Rows from a pointing dataset:

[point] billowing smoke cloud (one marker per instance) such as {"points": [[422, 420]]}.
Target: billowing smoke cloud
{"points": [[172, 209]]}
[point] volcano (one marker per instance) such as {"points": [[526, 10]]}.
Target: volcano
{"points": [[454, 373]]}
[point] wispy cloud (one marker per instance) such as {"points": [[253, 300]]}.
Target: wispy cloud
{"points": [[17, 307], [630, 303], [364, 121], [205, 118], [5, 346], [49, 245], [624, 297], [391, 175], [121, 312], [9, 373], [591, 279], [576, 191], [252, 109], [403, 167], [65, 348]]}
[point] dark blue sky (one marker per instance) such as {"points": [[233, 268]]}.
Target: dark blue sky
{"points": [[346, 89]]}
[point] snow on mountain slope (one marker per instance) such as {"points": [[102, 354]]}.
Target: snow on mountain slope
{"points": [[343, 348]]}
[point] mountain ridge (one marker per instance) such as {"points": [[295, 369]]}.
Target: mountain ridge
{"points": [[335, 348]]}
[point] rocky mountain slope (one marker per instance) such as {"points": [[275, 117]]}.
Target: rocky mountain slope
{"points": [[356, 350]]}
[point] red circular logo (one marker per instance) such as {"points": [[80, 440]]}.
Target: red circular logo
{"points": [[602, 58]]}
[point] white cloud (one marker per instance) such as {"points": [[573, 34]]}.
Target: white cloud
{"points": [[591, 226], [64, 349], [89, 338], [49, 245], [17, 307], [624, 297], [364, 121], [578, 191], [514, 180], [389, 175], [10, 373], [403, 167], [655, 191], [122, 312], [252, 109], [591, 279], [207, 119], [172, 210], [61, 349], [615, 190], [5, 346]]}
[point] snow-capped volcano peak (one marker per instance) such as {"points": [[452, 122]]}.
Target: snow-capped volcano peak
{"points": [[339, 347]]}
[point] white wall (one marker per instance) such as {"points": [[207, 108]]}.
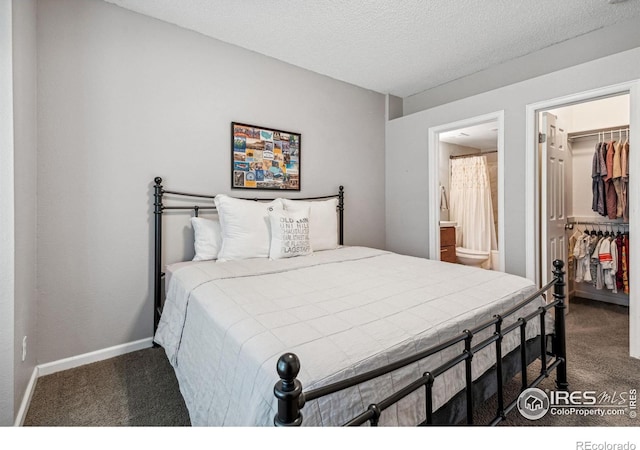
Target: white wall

GIVEN REQUEST » Write out every one of these entries line for line, without changing anything, and leave the pictures out.

RESULT OF THE TASK »
[point] billowing smoke cloud (one marker per instance) such as {"points": [[422, 420]]}.
Target: billowing smoke cloud
{"points": [[172, 209]]}
[point] volcano (one marker per instance) such as {"points": [[526, 10]]}.
Target: volcano
{"points": [[454, 373]]}
[point] wispy cloud (one marker per instance) such as {"points": [[253, 300]]}.
Target: wispy cloud
{"points": [[17, 307], [630, 303], [364, 121], [205, 118], [5, 346], [49, 245], [624, 297], [391, 175], [121, 312], [9, 373], [591, 279], [576, 191], [252, 109], [403, 167], [65, 348]]}
[point] dark blue sky (one marker per instance) such as {"points": [[233, 268]]}.
Target: dark blue sky
{"points": [[346, 89]]}
[point] snow on mountain slope (one marker per instance) such as {"points": [[102, 354]]}.
Target: snow on mountain slope
{"points": [[343, 348]]}
[point] mountain ridge (one marker per instance) such as {"points": [[295, 369]]}.
Target: mountain ridge
{"points": [[335, 348]]}
[point] rocky mountain slope (one marker per instance) such as {"points": [[275, 117]]}.
Target: rocky mountain slope
{"points": [[356, 350]]}
[point] red circular logo (one marker per instance) such as {"points": [[80, 440]]}.
Target: red circular logo
{"points": [[602, 58]]}
[point] white cloud (one marker per instance) such as {"points": [[573, 34]]}.
Target: white cloud
{"points": [[591, 226], [64, 349], [89, 338], [49, 245], [17, 307], [624, 297], [364, 121], [578, 191], [514, 180], [389, 175], [10, 373], [403, 167], [655, 191], [122, 312], [252, 109], [591, 279], [207, 119], [172, 210], [61, 349], [615, 190], [5, 346]]}
[point] snow-capped volcano peak (one marker per instance) such as {"points": [[452, 122]]}.
Target: snow-capped volcano peak
{"points": [[339, 347]]}
[point] white wall (one marker per instance) such as {"points": [[207, 108]]}.
Target: white wall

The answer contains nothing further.